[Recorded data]

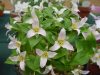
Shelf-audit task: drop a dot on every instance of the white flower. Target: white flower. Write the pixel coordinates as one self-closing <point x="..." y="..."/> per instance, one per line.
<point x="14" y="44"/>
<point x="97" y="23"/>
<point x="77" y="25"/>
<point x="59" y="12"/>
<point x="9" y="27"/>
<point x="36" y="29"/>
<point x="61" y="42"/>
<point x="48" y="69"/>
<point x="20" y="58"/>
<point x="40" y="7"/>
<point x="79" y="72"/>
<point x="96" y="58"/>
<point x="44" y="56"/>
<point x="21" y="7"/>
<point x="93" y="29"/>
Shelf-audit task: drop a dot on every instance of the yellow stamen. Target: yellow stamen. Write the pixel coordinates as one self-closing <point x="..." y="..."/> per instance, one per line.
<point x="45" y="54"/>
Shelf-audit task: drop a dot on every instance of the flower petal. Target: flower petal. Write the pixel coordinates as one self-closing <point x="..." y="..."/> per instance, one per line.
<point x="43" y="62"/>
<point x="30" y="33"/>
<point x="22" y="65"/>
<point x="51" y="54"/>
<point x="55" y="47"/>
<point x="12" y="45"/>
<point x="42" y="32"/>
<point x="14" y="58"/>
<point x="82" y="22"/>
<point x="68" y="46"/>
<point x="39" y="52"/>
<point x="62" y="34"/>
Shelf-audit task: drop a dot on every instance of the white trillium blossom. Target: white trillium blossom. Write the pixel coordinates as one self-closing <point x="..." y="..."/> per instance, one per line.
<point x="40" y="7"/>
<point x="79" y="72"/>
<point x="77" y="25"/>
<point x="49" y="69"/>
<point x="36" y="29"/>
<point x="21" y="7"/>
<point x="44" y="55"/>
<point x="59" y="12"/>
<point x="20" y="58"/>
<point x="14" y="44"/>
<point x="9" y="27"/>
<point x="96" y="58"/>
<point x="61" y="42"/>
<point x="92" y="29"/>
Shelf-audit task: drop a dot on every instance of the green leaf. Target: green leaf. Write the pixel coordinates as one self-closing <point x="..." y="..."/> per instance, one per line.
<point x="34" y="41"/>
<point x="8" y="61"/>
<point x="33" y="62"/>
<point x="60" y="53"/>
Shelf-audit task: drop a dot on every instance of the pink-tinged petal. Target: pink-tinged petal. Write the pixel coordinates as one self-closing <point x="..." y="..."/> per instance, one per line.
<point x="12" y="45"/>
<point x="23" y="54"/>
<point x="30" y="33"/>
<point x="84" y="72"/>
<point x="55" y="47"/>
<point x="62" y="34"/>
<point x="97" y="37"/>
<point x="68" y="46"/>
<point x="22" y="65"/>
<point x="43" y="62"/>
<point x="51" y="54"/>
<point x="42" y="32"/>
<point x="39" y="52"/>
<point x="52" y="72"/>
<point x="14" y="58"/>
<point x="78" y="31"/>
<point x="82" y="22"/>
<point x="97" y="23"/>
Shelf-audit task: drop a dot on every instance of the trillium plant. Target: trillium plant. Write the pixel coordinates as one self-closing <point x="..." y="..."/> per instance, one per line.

...

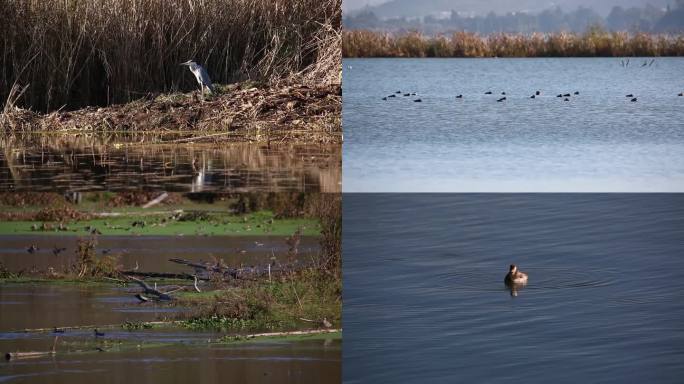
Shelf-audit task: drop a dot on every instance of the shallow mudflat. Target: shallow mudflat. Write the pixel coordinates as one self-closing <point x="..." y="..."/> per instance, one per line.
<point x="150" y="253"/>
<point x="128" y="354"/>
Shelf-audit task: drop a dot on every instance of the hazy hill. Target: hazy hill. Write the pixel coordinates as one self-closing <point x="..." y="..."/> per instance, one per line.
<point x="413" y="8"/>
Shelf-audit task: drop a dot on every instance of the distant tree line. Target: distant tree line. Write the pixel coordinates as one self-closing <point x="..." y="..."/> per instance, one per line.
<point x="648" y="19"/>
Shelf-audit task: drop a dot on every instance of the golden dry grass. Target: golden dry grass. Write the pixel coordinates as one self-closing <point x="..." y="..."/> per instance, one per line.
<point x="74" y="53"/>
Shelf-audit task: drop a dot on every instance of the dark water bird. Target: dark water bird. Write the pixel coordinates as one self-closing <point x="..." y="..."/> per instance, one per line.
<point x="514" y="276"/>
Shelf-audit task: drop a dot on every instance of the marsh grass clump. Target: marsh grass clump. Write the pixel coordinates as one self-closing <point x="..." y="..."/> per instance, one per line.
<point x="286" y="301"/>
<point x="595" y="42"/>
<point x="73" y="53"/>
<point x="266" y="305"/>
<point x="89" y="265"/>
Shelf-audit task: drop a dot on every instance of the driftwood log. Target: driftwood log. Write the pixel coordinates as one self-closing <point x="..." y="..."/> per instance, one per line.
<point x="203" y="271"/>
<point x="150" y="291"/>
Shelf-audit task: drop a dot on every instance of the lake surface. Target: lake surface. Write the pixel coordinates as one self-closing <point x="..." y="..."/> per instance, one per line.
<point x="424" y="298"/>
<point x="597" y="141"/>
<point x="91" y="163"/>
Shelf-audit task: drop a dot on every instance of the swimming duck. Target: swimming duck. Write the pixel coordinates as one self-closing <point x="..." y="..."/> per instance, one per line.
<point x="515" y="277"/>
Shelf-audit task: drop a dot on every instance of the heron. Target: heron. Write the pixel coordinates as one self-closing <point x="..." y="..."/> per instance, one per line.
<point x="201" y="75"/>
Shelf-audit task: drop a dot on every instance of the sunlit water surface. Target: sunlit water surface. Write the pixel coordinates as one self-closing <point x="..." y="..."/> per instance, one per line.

--- Your task ---
Copy out only the lines of the records above from the one with "Shelf-audit task: drop a dot on every instance of the lake" through the one with "Shelf-audit task: drop a dot on every instance of the sunlit", exactly as they stand, both included.

--- Exercise output ---
Shelf-audit task: drop a dot on every instance of the lake surface. Target: lake surface. Write the pixel coordinates as one self-closing <point x="..." y="..."/> per instance, one per line.
<point x="424" y="298"/>
<point x="597" y="141"/>
<point x="91" y="163"/>
Shelf-audit task: drop a dot on every instance of the swimming duck. Target: swimming duck. Write the pixel coordinates as one self-closing <point x="..." y="..."/> per instance, one per line.
<point x="515" y="277"/>
Shelf-audit task: drop a dot on every instance of the heron. Target: heron. Write the pixel coordinates as one self-closing <point x="..." y="..."/> per instance, one per line.
<point x="201" y="75"/>
Shelf-audit task: drop a dot on every instance of the sunlit water surface. Target: sunlit water surface. Write the pixel coordinates as one self-closing <point x="..." y="..."/> per instance, one per line.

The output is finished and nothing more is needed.